Objective: Turn the records from the line with "[output] one dot per instance, form <point>1021,588</point>." through the line with "<point>1392,583</point>" into a numbered list, skipping any blank lines.

Entries:

┌──

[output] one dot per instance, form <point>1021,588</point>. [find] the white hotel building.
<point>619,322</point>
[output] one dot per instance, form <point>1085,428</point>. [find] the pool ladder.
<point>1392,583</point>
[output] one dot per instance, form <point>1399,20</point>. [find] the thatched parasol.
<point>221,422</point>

└──
┌──

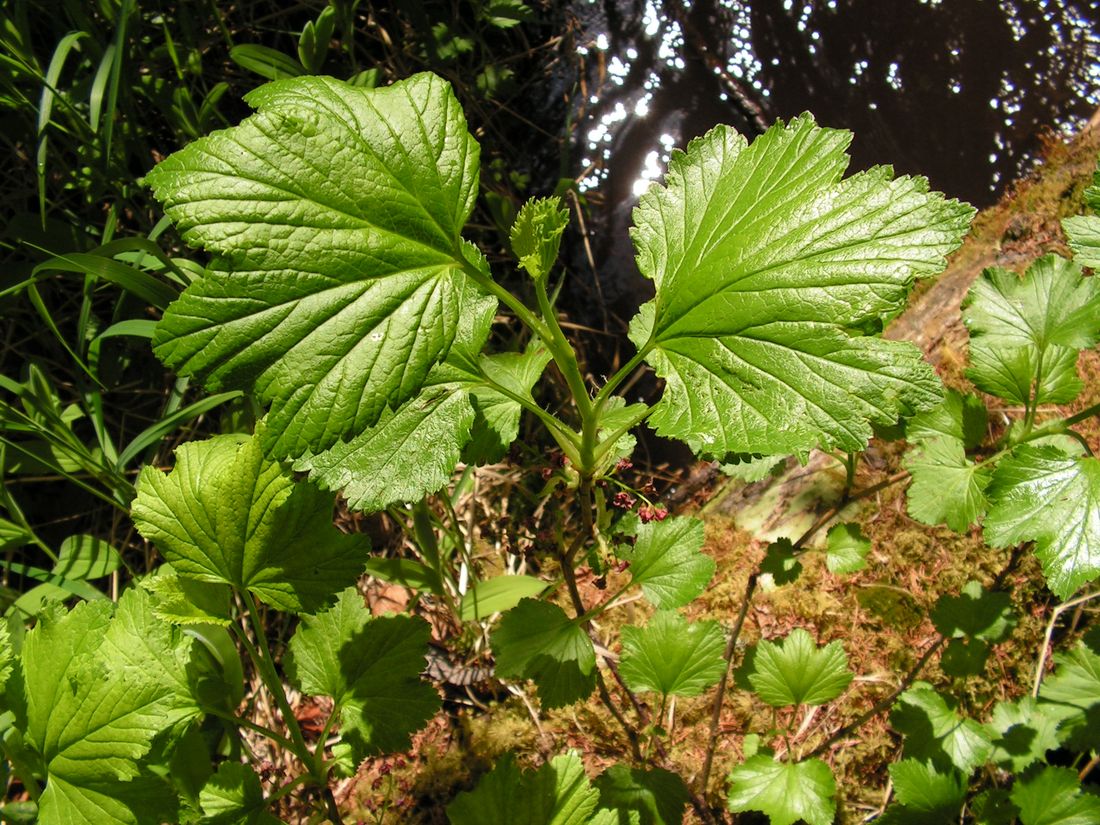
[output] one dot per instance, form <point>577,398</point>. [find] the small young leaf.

└──
┌──

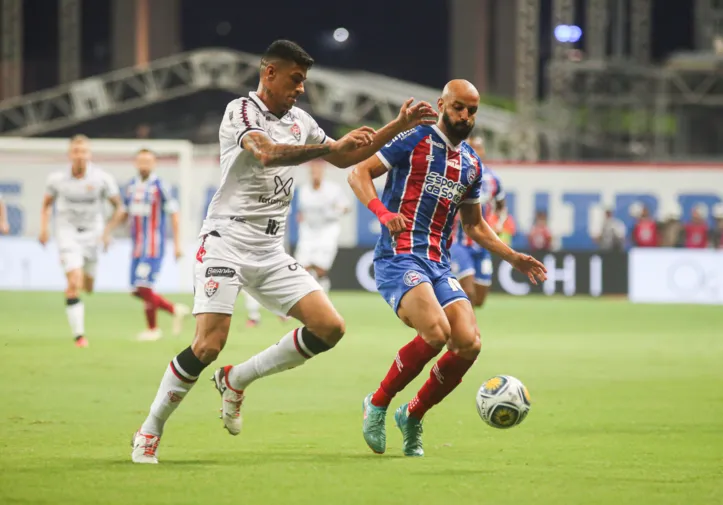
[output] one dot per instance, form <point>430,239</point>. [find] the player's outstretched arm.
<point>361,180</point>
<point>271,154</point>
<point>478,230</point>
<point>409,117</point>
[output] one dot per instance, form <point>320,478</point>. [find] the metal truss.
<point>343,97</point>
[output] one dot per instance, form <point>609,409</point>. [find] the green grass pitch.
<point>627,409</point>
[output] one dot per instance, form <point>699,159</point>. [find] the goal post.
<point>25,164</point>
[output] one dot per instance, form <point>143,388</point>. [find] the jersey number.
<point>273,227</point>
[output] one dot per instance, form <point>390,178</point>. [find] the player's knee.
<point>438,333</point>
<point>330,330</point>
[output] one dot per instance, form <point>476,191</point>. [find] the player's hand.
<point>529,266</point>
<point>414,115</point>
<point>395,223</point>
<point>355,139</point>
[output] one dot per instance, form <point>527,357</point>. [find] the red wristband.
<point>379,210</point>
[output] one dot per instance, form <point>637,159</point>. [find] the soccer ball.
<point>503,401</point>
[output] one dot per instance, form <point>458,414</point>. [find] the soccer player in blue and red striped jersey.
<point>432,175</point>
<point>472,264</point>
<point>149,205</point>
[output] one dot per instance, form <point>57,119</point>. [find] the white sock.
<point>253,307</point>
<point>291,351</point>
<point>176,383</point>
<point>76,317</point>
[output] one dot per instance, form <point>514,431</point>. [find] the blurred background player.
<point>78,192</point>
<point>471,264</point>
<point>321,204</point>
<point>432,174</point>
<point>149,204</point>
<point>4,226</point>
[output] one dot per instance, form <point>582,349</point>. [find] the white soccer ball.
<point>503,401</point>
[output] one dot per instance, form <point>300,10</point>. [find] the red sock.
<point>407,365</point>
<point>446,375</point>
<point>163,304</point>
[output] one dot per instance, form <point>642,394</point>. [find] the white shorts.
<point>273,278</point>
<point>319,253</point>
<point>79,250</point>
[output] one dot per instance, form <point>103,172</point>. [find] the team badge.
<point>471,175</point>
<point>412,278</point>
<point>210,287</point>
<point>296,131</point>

└──

Completed task:
1. [output] one dot per instance, form <point>1021,588</point>. [find] the white hotel building.
2. <point>619,322</point>
3. [output] one dot per instance, form <point>1085,428</point>. [find] the pool ladder.
4. <point>1392,583</point>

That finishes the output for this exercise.